• [Goal]: Please answer from the article on Forest Service timber sales below: how much did the "Longsaddle" timber sale cost taxpayers?

• [Selected text]:
═══

The Forest Service's catch 22; it's hard to see the forest when you've cut down all the trees.

AuthorO'Toole, Randal

THE FOREST SERVICE'S CATCH - 22

At the end of a Forest Service road in the middle of California's Sequoia National Forest, I found ground zero. Nearly all the trees on a 30-acre hillside had been "clear-cut" and dragged away. Stumps as large as dinner tables littered the landscape; soil eroded into a stream, which, newly exposed to the sun, was filling with thick green algae that smothered other aquatic life. Though the trees had been cut two years before my visit, almost no new plants were growing in the parched dirt.

But not all the trees were gone. Scattered among the stumps stood a few lonely giants, some larger at the base than an average-size living room and taller than a 20-story building. Many of these sequoia trees were over 2,000 years old. They looked strangely vulnerable in that scarred brown wasteland.

That was the environmental impact of the "Longsaddle" timber sale. Its financial impact? It cost the taxpayers $101,000. The Forest Service supervisor in charge of the sale told me he was "particularly proud" of it. Why? Under the laws governing the Forest Service budget, losing money by destroying the landscape is the surest way to earn money to improve the landscape. A bias in the law toward timber sales encourages managers to sell off acres of their trees to bring in revenue for other forest programs. Simply put, the supervisor felt that he had to destroy Longsaddle in order to save it.

Although the most famous giant sequoia trees stand in Sequoia National Park, the Forest Service actually has more acres of sequoia groves in the Sequoia National Forest. There, 2,000 trees meet the Forest Service's definition of "museum-quality" - more than eight feet in diameter near the base. It is a longstanding forest policy to preserve those trees.

═══

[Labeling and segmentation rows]

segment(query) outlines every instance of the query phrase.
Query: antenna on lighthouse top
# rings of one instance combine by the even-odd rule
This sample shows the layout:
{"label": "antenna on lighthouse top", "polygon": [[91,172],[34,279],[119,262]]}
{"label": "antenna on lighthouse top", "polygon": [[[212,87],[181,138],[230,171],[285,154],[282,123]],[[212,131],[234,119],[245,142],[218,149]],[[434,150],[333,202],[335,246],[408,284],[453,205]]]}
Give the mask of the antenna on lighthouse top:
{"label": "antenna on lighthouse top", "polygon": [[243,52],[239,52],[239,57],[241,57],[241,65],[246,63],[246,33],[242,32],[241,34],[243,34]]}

═══

• [Exercise result]: $101,000